#### [Supplied material]
* * * *

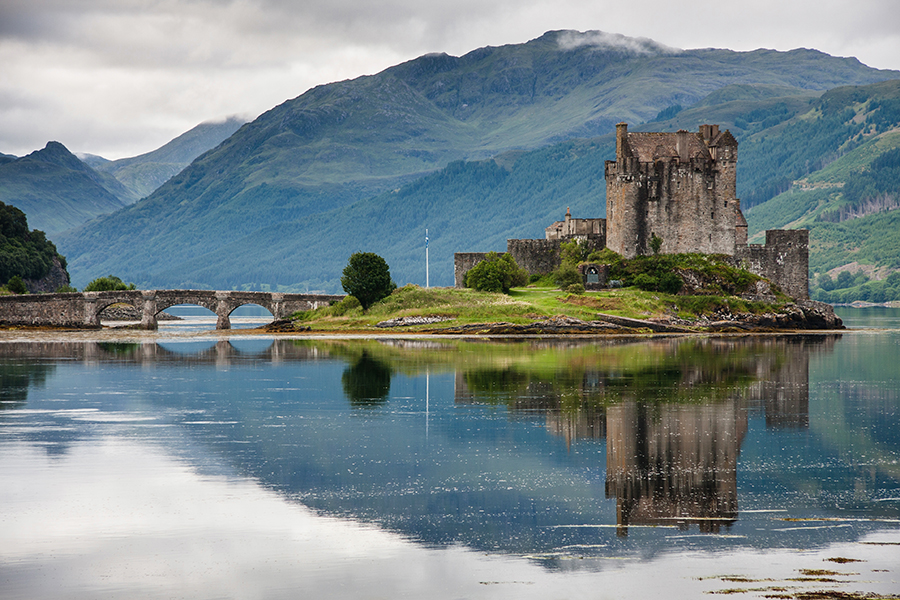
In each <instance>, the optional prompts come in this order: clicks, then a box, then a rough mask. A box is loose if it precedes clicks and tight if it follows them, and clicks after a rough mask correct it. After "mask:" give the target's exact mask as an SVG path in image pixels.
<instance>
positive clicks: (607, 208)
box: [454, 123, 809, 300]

* * * *

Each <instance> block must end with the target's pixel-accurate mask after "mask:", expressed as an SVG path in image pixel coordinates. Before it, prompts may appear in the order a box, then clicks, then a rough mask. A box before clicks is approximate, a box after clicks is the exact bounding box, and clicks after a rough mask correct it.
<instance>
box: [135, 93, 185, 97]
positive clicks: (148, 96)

* * * *

#### [Exercise]
Reproduce the rows above from the line with "Each <instance> block" up to and including the line with "positive clicks: (148, 96)", replacing "rough mask" with "coarse mask" and leaving everything else unchanged.

#### [Task answer]
Each <instance> block must end with the target's pixel-accurate mask after "mask:", expressed as an SVG path in image pixel coordinates. Before it, prompts may appear in the order a box, then clicks, then a coarse mask. A box before clicks is approximate, a box after clicks is the exact bounding box, and clicks after a coarse mask correct it.
<instance>
box: [135, 93, 185, 97]
positive clicks: (148, 96)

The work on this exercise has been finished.